▸ **Fragment**
══════════════════════════════
Kolejna fala pandemii i restrykcje w Chinach uderzają w branżę laptopów
W wielu miastach kluczowych dla przemysłu laptopowego, środki ograniczające pandemię są rygorystyczne, a ich stosowanie zostało przedłużone. Przynajmniej fabryki poza wymienionymi strefami mogą działać w miarę normalnie pod kątem zatrudnionych pracowników. Jednak i takie obiekty mogą doświadczyć niedoborów komponentów. Chociażby dwóch ważnych producentów płytek PCB (Career Technology i Unimicron Technology) wstrzymało pracę 21 kwietnia i wciąż nie wznowiło działalności.
══════════════════════════════
[Zapisane rekordy]
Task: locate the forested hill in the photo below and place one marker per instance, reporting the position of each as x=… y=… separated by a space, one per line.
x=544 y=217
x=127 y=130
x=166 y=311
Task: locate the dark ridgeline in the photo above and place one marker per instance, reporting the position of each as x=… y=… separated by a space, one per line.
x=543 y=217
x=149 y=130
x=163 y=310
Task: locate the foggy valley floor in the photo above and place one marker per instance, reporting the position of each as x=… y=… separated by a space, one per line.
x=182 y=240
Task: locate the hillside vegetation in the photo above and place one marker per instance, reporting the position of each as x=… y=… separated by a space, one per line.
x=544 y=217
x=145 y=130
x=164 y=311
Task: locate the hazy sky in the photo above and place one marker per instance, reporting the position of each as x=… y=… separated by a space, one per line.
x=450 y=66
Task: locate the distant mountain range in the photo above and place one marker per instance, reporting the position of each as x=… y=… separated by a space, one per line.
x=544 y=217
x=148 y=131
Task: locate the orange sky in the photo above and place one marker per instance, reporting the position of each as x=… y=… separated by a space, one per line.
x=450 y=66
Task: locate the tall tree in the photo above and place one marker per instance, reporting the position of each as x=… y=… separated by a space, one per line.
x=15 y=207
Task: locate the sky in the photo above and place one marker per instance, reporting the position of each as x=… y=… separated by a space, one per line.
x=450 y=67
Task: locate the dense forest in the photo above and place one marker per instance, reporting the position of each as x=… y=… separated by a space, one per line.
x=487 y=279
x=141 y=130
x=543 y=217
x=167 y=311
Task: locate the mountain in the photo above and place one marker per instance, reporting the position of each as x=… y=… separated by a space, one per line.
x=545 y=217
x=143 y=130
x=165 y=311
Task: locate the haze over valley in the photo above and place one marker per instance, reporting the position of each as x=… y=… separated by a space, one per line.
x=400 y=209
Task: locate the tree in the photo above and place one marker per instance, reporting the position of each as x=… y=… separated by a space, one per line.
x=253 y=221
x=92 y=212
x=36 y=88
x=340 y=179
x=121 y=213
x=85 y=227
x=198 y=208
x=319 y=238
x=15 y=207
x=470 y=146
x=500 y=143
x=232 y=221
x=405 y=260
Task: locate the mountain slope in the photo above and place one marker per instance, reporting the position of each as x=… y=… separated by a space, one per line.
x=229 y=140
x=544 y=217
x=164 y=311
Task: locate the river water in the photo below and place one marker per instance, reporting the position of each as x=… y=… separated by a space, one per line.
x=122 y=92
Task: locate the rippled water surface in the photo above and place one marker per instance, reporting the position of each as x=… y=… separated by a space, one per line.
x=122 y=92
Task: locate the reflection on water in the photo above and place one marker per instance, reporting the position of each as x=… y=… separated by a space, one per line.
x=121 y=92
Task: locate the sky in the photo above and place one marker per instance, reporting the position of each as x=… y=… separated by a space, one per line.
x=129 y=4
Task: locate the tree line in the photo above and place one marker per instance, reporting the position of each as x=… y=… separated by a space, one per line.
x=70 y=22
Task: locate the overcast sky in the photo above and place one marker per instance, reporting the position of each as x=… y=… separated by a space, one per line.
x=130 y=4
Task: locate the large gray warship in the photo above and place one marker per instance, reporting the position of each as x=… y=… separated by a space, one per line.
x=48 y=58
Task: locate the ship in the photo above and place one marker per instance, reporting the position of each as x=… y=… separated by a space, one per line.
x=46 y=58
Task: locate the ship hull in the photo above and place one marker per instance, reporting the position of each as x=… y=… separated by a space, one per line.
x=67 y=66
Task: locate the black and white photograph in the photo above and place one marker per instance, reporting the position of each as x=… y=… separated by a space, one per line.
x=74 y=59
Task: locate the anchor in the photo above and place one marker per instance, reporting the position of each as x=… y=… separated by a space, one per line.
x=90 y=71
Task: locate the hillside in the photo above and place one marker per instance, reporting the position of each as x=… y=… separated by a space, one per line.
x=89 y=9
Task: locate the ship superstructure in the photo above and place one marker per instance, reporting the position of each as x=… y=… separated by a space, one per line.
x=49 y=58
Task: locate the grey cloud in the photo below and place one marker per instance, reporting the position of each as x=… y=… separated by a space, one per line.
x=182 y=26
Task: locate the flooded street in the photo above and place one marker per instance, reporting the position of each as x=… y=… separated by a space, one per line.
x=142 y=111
══════════════════════════════
▸ **Zadanie do rozwiązania**
Przepisz wiernie część fragmentu od słów „Kolejna fala pandemii” aż do słów „nie wznowiło działalności.” włącznie. Rekordy pochodzą z innego źródła niż fragment.

▸ **Rozwiązanie zadania**
Kolejna fala pandemii i restrykcje w Chinach uderzają w branżę laptopów
W wielu miastach kluczowych dla przemysłu laptopowego, środki ograniczające pandemię są rygorystyczne, a ich stosowanie zostało przedłużone. Przynajmniej fabryki poza wymienionymi strefami mogą działać w miarę normalnie pod kątem zatrudnionych pracowników. Jednak i takie obiekty mogą doświadczyć niedoborów komponentów. Chociażby dwóch ważnych producentów płytek PCB (Career Technology i Unimicron Technology) wstrzymało pracę 21 kwietnia i wciąż nie wznowiło działalności.